So this is a rather strange usage of "maintenance overhead" :)

But it's something we thought of. If we had to plumb around a _RET_IP_
parameter, or a codetag pointer, it would be a hassle annotating the
correct callsite.

Instead, alloc_hooks() wraps a memory allocation function and stashes a
pointer to a codetag in task_struct for use by the core slub/buddy
allocator code.

That means that in your example, to move tracking to a given seq_file
function, we just:
 - hook the seq_file function with alloc_hooks
 - change the seq_file function to call non-hooked memory allocation
   functions.

> It would have been more convincing if you had some numbers at hands.
> E.g. this is a typical workload we are dealing with. With the compile
> time tags we are able to learn this with that much of cost. With a dynamic
> tracing we are able to learn this much with that cost. See? As small as
> possible is a rather vague term that different people will have a very
> different idea about.
————
LIST OF TASKS -
**A.** Write out the alloc_hooks excerpt word for word from "Instead, alloc_hooks() wraps" to "numbers at hands.".
**B.** Extend the alloc_hooks excerpt with new text that picks up after its final sentence.
The entries have no connection to the alloc_hooks excerpt.

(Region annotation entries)
————
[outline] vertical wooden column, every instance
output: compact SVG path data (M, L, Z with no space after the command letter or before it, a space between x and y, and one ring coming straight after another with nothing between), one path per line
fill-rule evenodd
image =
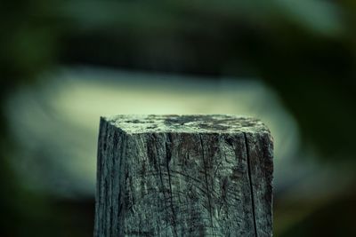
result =
M271 236L272 146L249 117L101 118L94 236Z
————
PER-TASK OUTPUTS -
**A.**
Instead, alloc_hooks() wraps a memory allocation function and stashes a
pointer to a codetag in task_struct for use by the core slub/buddy
allocator code.

That means that in your example, to move tracking to a given seq_file
function, we just:
 - hook the seq_file function with alloc_hooks
 - change the seq_file function to call non-hooked memory allocation
   functions.

> It would have been more convincing if you had some numbers at hands.

**B.**
Engineers don't prototype and benchmark everything as a matter of
course, we're expected to have the rough equivealent of a CS education
and an understanding of big O notation, cache architecture, etc.

The slub fast path is _really_ fast - double word non locked cmpxchg.
That's what we're trying to compete with. Adding a big globally
accessible hash table is going to tank performance compared to that.

I believe the numbers we already posted speak for themselves. We're
considerably faster than memcg, fast enough to run in production.

I'm not going to be switching to a design that significantly regresses
performance, sorry :)

> TBH I am much more concerned about the maintenance burden on the MM side
> than the actual code tagging itslef which is much more self contained. I
> haven't seen other potential applications of the same infrastructure and
> maybe the code impact would be much smaller than in the MM proper. Our
> allocator API is really hairy and convoluted.

You keep saying "maintenance burden", but this is a criticism that can
be directed at _any_ patchset that adds new code; it's generally
understood that that is the accepted cost for new functionality.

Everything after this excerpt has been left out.